> PAGE EXTRACT:
********

Musician Tris McCall wants everyone to discover America for themselves, just as he has. His latest album, Almanac, bears witness to the America Tris explored, beginning in 2015. Each page of Tris’ Almanac represents a different American city and contains a song set in that city, with a shorty story about the main character of that particular song, with photographs, cartoons, and even tips for visitors. (Hip Video Promo) His latest single, “The Unmapped Man,” references New Orleans, and the song’s narrator is a young kid from a small, Southern town, looking to escape in the city. Themes of modern-day American shine brightly through “The Unmapped Man,” and the Almanac project altogether.
Tris is not only a musician, he’s been in several bands, written for popular music and culture newspapers and magazines, and dabbled in regional politics. His love of his home state of New Jersey is featured in his novel, The Trespassers, including much of his music. He’s also been featured in many local New Jersey publications, including Jersey Beat, the Jersey Journal, and the Jersey City Independent. The video for “The Unmapped Man,” was inspired by The Moviegoer by Walker Percy, and director Rob Fitzgerald mastered a thought-provoking, haunting, and emotive lyric video featuring clips of vintage footage of New Orleans.
Tris had an in-depth discussion about his latest album, Almanac, its concept, which cities and state have had a significant impact on him, how his own writing (journalism) influences his own music, and his fun music favorites.

********

> EXCERPTED DATA:

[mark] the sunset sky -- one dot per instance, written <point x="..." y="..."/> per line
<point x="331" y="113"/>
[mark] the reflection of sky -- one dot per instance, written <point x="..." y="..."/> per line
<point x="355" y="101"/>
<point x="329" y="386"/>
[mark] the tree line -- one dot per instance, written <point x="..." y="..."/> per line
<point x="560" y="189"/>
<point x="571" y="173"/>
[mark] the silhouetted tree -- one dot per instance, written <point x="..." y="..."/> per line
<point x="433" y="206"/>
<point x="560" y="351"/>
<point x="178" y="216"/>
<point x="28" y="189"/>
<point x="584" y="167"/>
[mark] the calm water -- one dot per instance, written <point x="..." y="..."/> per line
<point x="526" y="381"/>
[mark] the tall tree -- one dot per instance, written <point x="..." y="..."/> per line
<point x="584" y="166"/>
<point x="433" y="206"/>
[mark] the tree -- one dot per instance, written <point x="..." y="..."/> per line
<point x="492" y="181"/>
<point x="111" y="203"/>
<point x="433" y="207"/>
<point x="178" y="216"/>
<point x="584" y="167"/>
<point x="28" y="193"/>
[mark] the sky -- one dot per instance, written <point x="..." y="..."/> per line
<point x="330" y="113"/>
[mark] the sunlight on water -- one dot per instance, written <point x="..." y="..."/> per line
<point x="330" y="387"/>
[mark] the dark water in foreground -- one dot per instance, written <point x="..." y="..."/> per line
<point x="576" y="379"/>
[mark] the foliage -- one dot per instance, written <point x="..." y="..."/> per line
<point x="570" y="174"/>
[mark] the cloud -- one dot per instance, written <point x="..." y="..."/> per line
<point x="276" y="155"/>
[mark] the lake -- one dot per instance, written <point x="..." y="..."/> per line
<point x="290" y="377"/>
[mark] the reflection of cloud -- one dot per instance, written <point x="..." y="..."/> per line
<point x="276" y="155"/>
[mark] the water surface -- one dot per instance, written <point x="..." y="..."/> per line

********

> WHAT TO DO:
- a) In the article on Tris McCall, which book inspired the video for "The Unmapped Man"?
- b) Name every local New Jersey publication that the article on Tris McCall says has featured him.

> RESPONSES:
- a) The Moviegoer by Walker Percy.

- b) Jersey Beat, the Jersey Journal, and the Jersey City Independent.